# [Work order]
Find the lines of the material below that include the string "toilet", then copy each one.

# [Material shown]
········
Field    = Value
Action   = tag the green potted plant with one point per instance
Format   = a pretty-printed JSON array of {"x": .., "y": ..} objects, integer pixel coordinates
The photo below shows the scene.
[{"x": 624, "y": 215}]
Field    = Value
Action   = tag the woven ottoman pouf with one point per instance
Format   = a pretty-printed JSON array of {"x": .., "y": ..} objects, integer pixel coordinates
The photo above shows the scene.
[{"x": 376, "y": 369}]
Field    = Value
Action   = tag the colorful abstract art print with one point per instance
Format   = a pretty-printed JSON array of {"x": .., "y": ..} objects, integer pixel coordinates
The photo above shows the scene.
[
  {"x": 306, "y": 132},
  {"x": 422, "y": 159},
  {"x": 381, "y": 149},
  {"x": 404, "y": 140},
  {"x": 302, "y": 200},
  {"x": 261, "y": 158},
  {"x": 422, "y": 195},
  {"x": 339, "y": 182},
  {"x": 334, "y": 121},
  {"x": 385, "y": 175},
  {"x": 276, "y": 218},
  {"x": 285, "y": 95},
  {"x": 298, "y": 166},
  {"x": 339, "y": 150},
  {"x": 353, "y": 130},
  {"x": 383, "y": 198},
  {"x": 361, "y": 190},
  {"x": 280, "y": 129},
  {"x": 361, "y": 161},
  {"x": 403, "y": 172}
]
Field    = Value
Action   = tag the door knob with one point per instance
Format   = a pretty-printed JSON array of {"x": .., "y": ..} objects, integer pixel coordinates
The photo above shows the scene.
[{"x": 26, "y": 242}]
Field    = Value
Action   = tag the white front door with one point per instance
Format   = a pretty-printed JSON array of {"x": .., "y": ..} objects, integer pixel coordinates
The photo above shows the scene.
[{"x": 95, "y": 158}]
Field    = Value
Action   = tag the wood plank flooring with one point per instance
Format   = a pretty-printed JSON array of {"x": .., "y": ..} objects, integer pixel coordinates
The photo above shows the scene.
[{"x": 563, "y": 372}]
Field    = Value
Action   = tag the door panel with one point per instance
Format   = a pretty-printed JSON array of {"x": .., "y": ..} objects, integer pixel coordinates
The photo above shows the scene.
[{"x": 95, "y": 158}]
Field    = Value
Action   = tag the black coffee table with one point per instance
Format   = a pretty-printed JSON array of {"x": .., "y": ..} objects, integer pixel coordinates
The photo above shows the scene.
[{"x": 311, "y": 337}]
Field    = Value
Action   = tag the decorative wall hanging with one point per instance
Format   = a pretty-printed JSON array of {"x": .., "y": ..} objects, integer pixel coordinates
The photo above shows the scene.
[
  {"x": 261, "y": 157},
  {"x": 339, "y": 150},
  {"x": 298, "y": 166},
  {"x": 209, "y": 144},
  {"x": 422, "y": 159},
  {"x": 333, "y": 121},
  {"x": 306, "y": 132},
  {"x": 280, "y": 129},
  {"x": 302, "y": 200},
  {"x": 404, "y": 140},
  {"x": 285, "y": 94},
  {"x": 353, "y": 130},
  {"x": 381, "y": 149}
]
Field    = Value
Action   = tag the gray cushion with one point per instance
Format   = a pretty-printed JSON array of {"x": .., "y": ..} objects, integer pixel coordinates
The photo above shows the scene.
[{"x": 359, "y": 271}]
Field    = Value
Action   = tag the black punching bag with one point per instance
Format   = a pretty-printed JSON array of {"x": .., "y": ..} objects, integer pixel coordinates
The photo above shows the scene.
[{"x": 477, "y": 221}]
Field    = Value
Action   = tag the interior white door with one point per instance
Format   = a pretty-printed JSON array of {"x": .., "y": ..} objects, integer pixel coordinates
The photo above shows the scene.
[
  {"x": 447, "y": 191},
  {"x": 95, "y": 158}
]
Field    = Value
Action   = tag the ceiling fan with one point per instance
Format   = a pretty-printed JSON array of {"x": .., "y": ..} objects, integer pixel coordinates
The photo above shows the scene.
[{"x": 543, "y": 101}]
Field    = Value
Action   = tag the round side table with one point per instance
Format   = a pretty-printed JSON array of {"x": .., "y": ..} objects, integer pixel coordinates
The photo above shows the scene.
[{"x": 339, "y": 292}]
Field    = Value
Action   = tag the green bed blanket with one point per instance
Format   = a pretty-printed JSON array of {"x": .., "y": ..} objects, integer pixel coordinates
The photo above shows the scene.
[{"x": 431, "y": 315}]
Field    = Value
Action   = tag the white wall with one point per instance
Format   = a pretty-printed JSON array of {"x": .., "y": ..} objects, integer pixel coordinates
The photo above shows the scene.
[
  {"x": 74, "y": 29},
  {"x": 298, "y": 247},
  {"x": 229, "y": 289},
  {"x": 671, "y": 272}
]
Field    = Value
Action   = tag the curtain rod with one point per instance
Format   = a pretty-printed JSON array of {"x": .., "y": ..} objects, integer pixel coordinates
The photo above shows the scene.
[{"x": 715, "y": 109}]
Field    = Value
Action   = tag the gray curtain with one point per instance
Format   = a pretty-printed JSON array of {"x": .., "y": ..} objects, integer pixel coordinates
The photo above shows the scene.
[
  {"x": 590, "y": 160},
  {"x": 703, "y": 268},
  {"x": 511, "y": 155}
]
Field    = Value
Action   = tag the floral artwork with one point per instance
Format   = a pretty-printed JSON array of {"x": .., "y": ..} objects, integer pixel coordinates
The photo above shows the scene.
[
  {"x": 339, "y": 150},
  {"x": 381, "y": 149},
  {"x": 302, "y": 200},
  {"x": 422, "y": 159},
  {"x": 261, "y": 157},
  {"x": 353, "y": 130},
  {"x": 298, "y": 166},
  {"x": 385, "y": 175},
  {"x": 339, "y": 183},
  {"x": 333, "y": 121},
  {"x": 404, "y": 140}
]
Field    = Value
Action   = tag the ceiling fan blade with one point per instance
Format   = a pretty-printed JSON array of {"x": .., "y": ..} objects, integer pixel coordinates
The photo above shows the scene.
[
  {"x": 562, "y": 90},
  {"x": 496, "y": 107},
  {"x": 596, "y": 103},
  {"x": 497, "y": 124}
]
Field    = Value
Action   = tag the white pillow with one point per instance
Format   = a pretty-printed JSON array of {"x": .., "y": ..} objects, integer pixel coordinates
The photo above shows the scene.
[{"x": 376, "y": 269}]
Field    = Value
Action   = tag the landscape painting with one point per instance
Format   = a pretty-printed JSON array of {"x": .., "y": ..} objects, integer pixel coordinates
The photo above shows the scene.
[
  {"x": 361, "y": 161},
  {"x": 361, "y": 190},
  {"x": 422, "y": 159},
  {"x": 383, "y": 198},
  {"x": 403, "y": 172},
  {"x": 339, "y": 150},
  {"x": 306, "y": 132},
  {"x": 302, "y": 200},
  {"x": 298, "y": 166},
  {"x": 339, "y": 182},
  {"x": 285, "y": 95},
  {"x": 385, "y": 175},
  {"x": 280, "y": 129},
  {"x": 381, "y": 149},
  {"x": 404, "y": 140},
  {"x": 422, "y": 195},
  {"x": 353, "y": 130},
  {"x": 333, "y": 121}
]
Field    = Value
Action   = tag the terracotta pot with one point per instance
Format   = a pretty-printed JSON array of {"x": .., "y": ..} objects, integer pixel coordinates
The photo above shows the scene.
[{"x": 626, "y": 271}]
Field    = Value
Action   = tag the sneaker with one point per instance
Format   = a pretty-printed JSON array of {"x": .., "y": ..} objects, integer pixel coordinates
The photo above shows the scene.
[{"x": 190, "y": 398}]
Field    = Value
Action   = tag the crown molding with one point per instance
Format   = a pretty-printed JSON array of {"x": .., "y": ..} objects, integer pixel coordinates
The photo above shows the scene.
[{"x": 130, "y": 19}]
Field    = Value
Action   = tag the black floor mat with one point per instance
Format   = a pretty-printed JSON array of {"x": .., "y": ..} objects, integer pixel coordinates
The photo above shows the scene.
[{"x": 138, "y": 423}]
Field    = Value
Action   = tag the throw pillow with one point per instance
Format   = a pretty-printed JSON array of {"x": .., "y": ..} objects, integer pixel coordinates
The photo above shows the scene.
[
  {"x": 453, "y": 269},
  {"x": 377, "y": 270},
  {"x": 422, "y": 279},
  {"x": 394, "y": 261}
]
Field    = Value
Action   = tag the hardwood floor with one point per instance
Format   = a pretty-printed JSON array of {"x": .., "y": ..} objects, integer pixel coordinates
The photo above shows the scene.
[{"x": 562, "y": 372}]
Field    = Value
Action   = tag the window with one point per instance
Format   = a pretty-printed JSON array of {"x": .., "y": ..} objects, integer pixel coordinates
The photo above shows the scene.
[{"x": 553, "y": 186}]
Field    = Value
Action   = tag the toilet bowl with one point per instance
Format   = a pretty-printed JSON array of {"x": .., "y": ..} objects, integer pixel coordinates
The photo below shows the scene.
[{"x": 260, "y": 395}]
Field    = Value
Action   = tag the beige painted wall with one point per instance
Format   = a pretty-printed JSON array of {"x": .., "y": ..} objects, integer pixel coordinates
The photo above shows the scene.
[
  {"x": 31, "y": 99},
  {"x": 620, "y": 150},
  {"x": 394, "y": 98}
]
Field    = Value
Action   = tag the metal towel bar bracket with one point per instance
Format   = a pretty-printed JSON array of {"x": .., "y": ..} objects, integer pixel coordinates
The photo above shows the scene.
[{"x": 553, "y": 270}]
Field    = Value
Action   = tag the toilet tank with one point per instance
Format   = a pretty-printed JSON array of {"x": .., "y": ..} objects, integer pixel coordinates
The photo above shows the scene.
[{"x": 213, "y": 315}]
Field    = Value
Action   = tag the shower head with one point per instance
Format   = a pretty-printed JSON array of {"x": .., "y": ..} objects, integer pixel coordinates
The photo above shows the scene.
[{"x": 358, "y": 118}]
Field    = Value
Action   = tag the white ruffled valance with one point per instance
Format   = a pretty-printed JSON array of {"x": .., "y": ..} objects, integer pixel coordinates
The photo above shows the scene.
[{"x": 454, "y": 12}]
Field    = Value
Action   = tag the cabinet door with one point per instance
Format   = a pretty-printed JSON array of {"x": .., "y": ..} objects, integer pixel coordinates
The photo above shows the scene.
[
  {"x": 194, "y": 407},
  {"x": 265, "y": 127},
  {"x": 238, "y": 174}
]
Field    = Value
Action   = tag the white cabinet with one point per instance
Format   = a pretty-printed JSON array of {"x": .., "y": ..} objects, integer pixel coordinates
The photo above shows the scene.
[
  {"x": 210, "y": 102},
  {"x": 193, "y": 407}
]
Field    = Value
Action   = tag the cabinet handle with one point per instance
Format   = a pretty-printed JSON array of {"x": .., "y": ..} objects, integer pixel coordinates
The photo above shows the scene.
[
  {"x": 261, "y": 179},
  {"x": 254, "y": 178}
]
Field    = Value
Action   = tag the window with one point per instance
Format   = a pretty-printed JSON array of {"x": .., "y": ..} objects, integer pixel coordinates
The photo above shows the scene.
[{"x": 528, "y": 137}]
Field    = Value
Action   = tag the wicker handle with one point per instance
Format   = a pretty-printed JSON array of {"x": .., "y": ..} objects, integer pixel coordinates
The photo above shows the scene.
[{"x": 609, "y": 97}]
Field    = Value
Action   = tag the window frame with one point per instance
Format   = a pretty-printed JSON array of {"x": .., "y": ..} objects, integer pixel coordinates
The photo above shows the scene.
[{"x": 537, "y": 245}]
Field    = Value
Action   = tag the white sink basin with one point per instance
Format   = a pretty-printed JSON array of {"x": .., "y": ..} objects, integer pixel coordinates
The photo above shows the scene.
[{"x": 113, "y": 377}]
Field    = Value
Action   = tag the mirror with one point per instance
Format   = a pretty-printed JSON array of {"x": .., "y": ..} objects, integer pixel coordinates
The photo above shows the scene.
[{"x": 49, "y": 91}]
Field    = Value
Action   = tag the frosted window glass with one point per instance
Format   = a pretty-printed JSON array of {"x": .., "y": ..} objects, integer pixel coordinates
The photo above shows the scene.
········
# [Reply]
Action   = tag the toilet bowl with one point per instance
Action   = tag the toilet tank with one point per instance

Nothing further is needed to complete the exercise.